In order to secure your Workplace data assets from the negative effects of oversharing, you need tools that can:
- Correct real-time oversharing with automated workflows that remove permissions or ask the sharing user to remediate
- Correct historical oversharing by removing extraneous permissions in bulk
Apart from oversharing, another data security issue is risky sharing. Risky sharing can be even the sharing of one Google Sheet with one other user account. For example, picture a Sheet that contains a list of 500 sales prospects, shared with the personal Gmail of a competitor’s sales team head. One asset, one user - but very, very bad news.
In order to secure your Workplace data assets from the consequences of risky sharing, you need to have the ability to identify risky shares and exposure accurately, with minimal false positives and false negatives. This requires a more sophisticated analysis than standard Google Drive DLP rules, which are based on regular expressions or exact word match. Advanced analytical tools, such as NLP-based ones, and tools that provide more context to the share (like the HR status of the sharer or the account shared with) are needed here.
You also need to have the ability to immediately remediate risky shares once identified. SaaS moves fast, and a shared document can be copied and taken out of your organization’s control in minutes.
Steps to Securing Your Google Workplace Apps
The first step to securing your Google Workspace apps is to know exactly which apps are connected to your Google Workspace environment. SaaS empowers users to add integrations and addons, which is great for productivity but can be risky for security. A tool that provides visibility of every single connected app, whether officially sanctioned or shadow app, is the necessary prerequisite to any app security plan.
Once you have a comprehensive list of your connected apps, the next step is to identify each app’s level of risk. Risk may stem from:
- Inherent issues (e.g. apps created with malicious intent or where the developer was negligent in securing it)
- Permission scope issues (e.g. upon installation the app was given permission to change data in your Google Drive, even though it only needs to read that data)
The final step to app security is to remediate any risk. Removing entire apps, revoking specific app permissions: either may be an appropriate course of action.
Steps to Securing Your Google Workplace Configurations
To achieve the basis of Google Workspace configuration security, you can use the Google Security Health Page. This is a general configuration check page which lists all the security-related admin settings and whether they are enabled or disabled for different organizational units in your Workspace. You can change those settings directly on the Security Health Page.

Stored data
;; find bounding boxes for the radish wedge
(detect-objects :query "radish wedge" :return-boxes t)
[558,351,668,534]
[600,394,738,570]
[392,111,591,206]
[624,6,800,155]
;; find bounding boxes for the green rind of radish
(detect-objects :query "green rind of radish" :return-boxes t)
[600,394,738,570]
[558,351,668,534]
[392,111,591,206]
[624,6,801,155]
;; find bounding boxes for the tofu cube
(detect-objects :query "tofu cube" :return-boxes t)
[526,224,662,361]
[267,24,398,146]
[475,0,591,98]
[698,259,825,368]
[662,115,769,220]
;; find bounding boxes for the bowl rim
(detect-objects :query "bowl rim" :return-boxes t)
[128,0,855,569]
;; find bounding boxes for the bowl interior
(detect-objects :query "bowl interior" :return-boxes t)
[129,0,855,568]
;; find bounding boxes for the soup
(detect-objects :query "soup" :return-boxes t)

*Prompt 1*:
In the Google Workspace security passage, what are standard Google Drive DLP rules based on?
*Prompt 2*:
Transcribe the Google Workspace security passage word for word, beginning at the words "The final step" and stopping after "course of action.".

*Reply 1*:
Regular expressions or exact word match.

*Reply 2*:
The final step to app security is to remediate any risk. Removing entire apps, revoking specific app permissions: either may be an appropriate course of action.